Work to do>
**A)** Please write out everything in the pumpkin passage from "The pumpkin seeds" down to "spite their parents.", replacing "seeds" with "pips".
**B)** Decide whether each statement agrees with the pumpkin passage. Answer yes or no for each, and quote the deciding words.
(i) The pumpkin vines have already produced fruit.
(ii) The seeds were tossed on the compost rather than planted.
(iii) The stalls at the roadside market were made from dried-out sticks and wood.

Passage>
-- BEGIN --
The pumpkin seeds that were planted in our garden last year have sprouted. Twisted emerald vines creep along the brick wall fence as silver-tinged leaves unfurl toward the sunshine. Delicate orange petals flutter in the slight breeze and a waft of sweet perfume lures bees and butterflies, but there is no fruit yet.
To say the seeds were planted is an untruth. They were tossed on the compost and left to their own devices, crackling through the husk, feeling about in the dark, dank, mulch until they broke through the surface, like feral children who succeed to spite their parents.
Driving back to Lusaka from Chongwe in Zambia’s east over molten potholed asphalt, I’d stopped at a roadside market. A bustling oasis of commerce amongst the crispy brown October grass, a mishmash of stalls cobbled together from dried-out sticks and wood. Stacks of fresh vegetables drew me in like a mirage.
I’d waited for a blinding gust of ochre dust to settle before emerging from the air-conditioned cocoon of my car and into the sweltering heat. Women clad in colorful chitenge called out to me – groundnuts, cassava, kalembula, sweet potatoes, watermelon and impwa. They jostled for attention, haggling while holding out their wares, carrying them unbidden to the open boot of my car.
My eyes flickered past a woman nursing her baby, a leaking nipple abandoned for a moment by the curious infant. The woman shifted her crossed legs on a shiny white mat made of stitched mealie meal sacks. She smiled and waved at the pumpkins at her feet.
-- END --
Given entries>
-- BEGIN --
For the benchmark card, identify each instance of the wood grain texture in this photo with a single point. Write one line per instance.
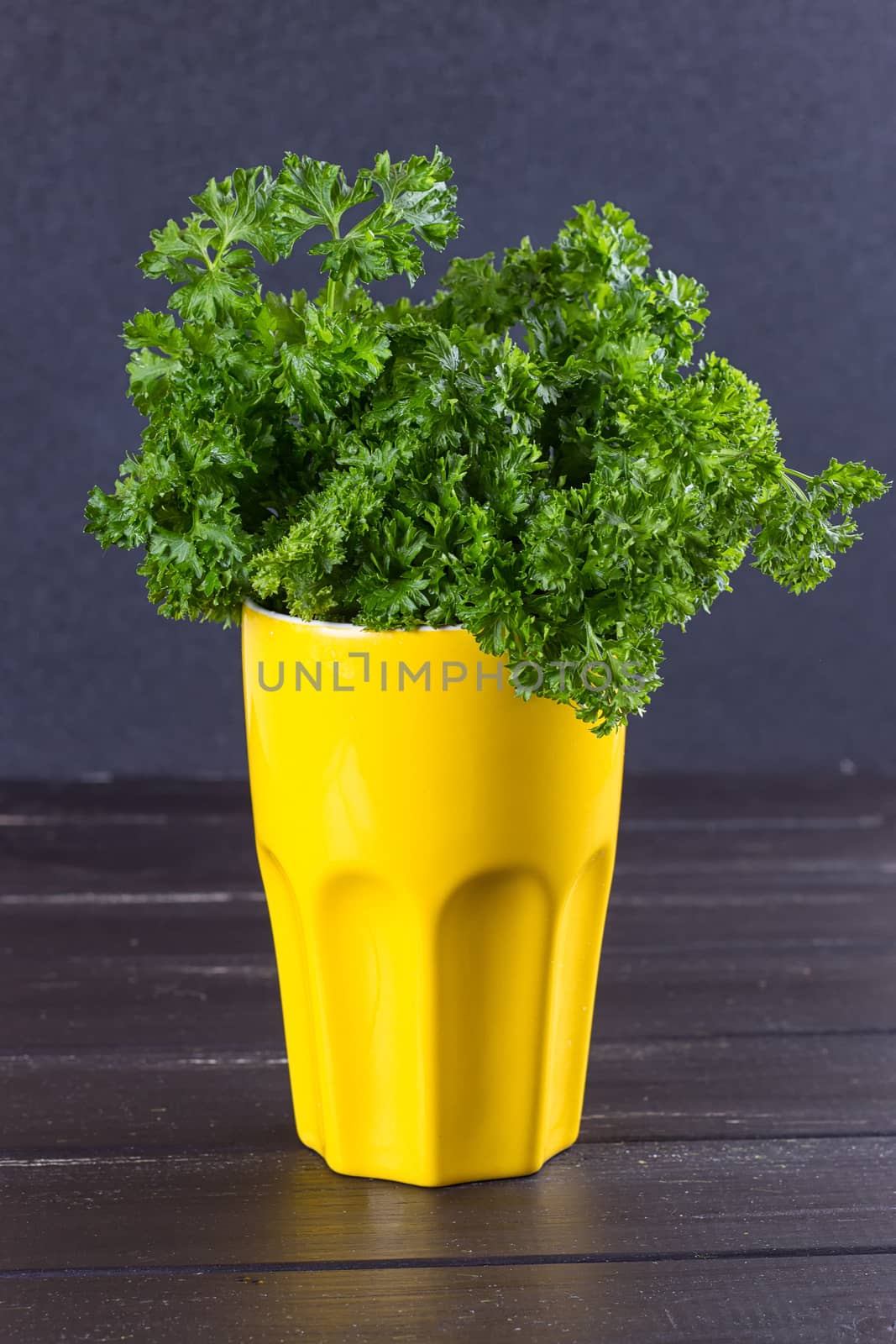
-- END --
-- BEGIN --
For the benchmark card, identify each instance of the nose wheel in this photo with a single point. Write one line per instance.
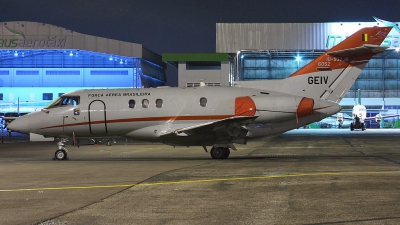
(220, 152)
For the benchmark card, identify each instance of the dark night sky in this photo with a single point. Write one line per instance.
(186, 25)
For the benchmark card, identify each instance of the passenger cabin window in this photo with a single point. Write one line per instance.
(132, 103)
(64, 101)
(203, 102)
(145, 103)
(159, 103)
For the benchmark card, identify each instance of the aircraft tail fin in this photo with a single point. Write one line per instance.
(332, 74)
-- END --
Results of the tasks>
**A)**
The pumpkin pips that were planted in our garden last year have sprouted. Twisted emerald vines creep along the brick wall fence as silver-tinged leaves unfurl toward the sunshine. Delicate orange petals flutter in the slight breeze and a waft of sweet perfume lures bees and butterflies, but there is no fruit yet.
To say the pips were planted is an untruth. They were tossed on the compost and left to their own devices, crackling through the husk, feeling about in the dark, dank, mulch until they broke through the surface, like feral children who succeed to spite their parents.

**B)**
(i) No: "but there is no fruit yet."
(ii) Yes: "They were tossed on the compost and left to their own devices"
(iii) Yes: "a mishmash of stalls cobbled together from dried-out sticks and wood."